--- PROVIDED ENTRIES ---
•••
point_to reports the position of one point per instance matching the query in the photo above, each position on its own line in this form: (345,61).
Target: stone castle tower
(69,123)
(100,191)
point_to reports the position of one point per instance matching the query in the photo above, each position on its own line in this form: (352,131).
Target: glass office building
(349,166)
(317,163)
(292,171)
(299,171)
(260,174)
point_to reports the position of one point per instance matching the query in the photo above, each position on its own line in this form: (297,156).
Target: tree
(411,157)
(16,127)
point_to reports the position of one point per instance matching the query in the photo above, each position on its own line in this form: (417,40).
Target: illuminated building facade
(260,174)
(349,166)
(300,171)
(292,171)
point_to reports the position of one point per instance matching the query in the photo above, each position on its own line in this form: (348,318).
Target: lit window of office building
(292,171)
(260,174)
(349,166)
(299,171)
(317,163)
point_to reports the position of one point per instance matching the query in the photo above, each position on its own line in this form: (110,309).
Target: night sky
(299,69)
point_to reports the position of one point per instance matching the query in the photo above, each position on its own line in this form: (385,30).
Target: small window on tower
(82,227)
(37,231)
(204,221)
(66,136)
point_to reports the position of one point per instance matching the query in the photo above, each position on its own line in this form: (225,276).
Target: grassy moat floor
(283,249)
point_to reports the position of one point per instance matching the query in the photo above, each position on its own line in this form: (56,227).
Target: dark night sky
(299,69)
•••
--- YOUR INSTRUCTIONS ---
Rename "Target" to "Object" everywhere it appears in the data above, and reproduce every other line unchanged.

--- TASK SOLUTION ---
point_to reports the position of one point per instance matching the query in the photo above, each position on its own line in this form: (345,61).
Object: stone castle tower
(69,123)
(100,191)
point_to reports the position of one point per instance matching the query in the photo above, each position on its own line in this form: (352,131).
Object: glass office building
(349,166)
(317,163)
(292,171)
(299,171)
(260,174)
point_to reports the position of one point per instance matching the query in the photo above, each position on its own line in this form: (297,156).
Object: tree
(411,157)
(16,127)
point_to reports the position of one point per instance matching the query in the photo above, each position on its own line in this form: (417,40).
Object: illuminated building facade
(260,174)
(349,166)
(300,171)
(292,171)
point_to reports the position of one point per instance matching the query in the photo above, each position on its own line in this form: (348,318).
Object: lit window of office building
(292,171)
(260,174)
(349,166)
(299,171)
(317,163)
point_to reports the position of one point per instance matching the query in the photo above, each position on its own line in this form: (110,309).
Object: night sky
(299,69)
point_to reports the position of one point per instance matching the query in the photo above, each position on its own line in this form: (385,30).
Object: small window on tower
(82,227)
(37,231)
(204,221)
(66,136)
point_to reports the position of one point per instance matching the query in the photo above, each position on its own line in this form: (225,276).
Object: grassy moat floor
(283,249)
point_to reports the position of one point per instance matching the query in the photo above, each position on its own line in this form: (56,227).
Object: dark night sky
(299,69)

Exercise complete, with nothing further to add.